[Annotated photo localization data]
++++

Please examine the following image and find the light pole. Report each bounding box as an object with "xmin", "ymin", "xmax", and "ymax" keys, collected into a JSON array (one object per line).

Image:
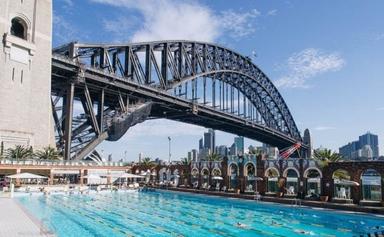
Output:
[{"xmin": 168, "ymin": 136, "xmax": 171, "ymax": 164}]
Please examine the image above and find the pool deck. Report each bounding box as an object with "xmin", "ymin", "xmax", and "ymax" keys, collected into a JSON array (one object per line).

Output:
[
  {"xmin": 0, "ymin": 197, "xmax": 54, "ymax": 237},
  {"xmin": 166, "ymin": 187, "xmax": 384, "ymax": 215}
]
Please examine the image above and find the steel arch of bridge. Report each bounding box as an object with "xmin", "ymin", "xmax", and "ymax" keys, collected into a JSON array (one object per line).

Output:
[{"xmin": 52, "ymin": 41, "xmax": 304, "ymax": 160}]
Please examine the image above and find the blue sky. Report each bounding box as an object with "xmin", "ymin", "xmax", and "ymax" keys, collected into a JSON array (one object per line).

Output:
[{"xmin": 53, "ymin": 0, "xmax": 384, "ymax": 161}]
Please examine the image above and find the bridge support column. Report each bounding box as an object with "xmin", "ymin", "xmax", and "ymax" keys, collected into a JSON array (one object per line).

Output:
[
  {"xmin": 79, "ymin": 169, "xmax": 84, "ymax": 186},
  {"xmin": 64, "ymin": 83, "xmax": 75, "ymax": 160}
]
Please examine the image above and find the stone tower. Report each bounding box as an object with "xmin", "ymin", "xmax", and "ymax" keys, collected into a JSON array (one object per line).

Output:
[
  {"xmin": 303, "ymin": 128, "xmax": 313, "ymax": 158},
  {"xmin": 0, "ymin": 0, "xmax": 54, "ymax": 150}
]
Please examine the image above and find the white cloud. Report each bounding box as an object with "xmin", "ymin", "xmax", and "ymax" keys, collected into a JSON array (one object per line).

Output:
[
  {"xmin": 313, "ymin": 126, "xmax": 336, "ymax": 131},
  {"xmin": 376, "ymin": 107, "xmax": 384, "ymax": 111},
  {"xmin": 219, "ymin": 9, "xmax": 260, "ymax": 38},
  {"xmin": 267, "ymin": 9, "xmax": 278, "ymax": 16},
  {"xmin": 92, "ymin": 0, "xmax": 260, "ymax": 42},
  {"xmin": 274, "ymin": 48, "xmax": 345, "ymax": 89},
  {"xmin": 102, "ymin": 16, "xmax": 140, "ymax": 42},
  {"xmin": 61, "ymin": 0, "xmax": 74, "ymax": 7},
  {"xmin": 53, "ymin": 13, "xmax": 78, "ymax": 44},
  {"xmin": 375, "ymin": 33, "xmax": 384, "ymax": 41}
]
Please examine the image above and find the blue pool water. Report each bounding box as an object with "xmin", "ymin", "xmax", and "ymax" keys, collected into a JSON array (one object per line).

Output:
[{"xmin": 17, "ymin": 190, "xmax": 384, "ymax": 237}]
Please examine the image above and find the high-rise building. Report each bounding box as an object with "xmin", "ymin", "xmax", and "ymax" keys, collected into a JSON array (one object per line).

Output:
[
  {"xmin": 229, "ymin": 143, "xmax": 237, "ymax": 156},
  {"xmin": 359, "ymin": 132, "xmax": 379, "ymax": 158},
  {"xmin": 204, "ymin": 129, "xmax": 215, "ymax": 153},
  {"xmin": 191, "ymin": 149, "xmax": 198, "ymax": 161},
  {"xmin": 234, "ymin": 136, "xmax": 244, "ymax": 155},
  {"xmin": 339, "ymin": 132, "xmax": 380, "ymax": 160},
  {"xmin": 217, "ymin": 145, "xmax": 228, "ymax": 157},
  {"xmin": 188, "ymin": 149, "xmax": 198, "ymax": 162},
  {"xmin": 199, "ymin": 138, "xmax": 204, "ymax": 150}
]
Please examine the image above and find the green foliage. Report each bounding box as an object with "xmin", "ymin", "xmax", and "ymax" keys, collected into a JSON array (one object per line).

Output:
[
  {"xmin": 34, "ymin": 146, "xmax": 61, "ymax": 160},
  {"xmin": 206, "ymin": 153, "xmax": 221, "ymax": 161},
  {"xmin": 141, "ymin": 157, "xmax": 155, "ymax": 168},
  {"xmin": 6, "ymin": 145, "xmax": 33, "ymax": 160},
  {"xmin": 181, "ymin": 157, "xmax": 192, "ymax": 166},
  {"xmin": 313, "ymin": 149, "xmax": 342, "ymax": 168},
  {"xmin": 332, "ymin": 169, "xmax": 350, "ymax": 180}
]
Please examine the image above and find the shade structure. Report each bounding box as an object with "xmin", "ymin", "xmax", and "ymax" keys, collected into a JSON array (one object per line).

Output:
[
  {"xmin": 119, "ymin": 173, "xmax": 144, "ymax": 179},
  {"xmin": 83, "ymin": 174, "xmax": 101, "ymax": 179},
  {"xmin": 7, "ymin": 172, "xmax": 48, "ymax": 179},
  {"xmin": 334, "ymin": 179, "xmax": 360, "ymax": 186},
  {"xmin": 212, "ymin": 176, "xmax": 223, "ymax": 180}
]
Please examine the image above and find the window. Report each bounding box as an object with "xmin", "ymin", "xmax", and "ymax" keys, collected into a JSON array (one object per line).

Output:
[
  {"xmin": 21, "ymin": 70, "xmax": 23, "ymax": 83},
  {"xmin": 11, "ymin": 18, "xmax": 27, "ymax": 39}
]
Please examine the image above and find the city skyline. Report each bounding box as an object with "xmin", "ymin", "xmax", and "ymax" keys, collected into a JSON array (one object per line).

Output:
[{"xmin": 53, "ymin": 0, "xmax": 384, "ymax": 161}]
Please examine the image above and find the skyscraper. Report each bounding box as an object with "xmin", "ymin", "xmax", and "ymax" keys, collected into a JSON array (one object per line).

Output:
[
  {"xmin": 234, "ymin": 136, "xmax": 244, "ymax": 155},
  {"xmin": 339, "ymin": 132, "xmax": 380, "ymax": 160},
  {"xmin": 199, "ymin": 138, "xmax": 204, "ymax": 150},
  {"xmin": 359, "ymin": 132, "xmax": 379, "ymax": 158},
  {"xmin": 217, "ymin": 145, "xmax": 228, "ymax": 157},
  {"xmin": 204, "ymin": 129, "xmax": 215, "ymax": 154}
]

++++

TASK TO COMPLETE: Filter the records above down to the lines that hold the string "blue".

SOLUTION BELOW:
Please examine the image above and find the blue sky. Report each bounding box as an object with "xmin", "ymin", "xmax", and "ymax" keys, collected into a JSON array (one object per line).
Please examine the image above and find the blue pool water. Report each bounding box as an object with "xmin", "ymin", "xmax", and "ymax" keys, collected into a JSON array (one object per line).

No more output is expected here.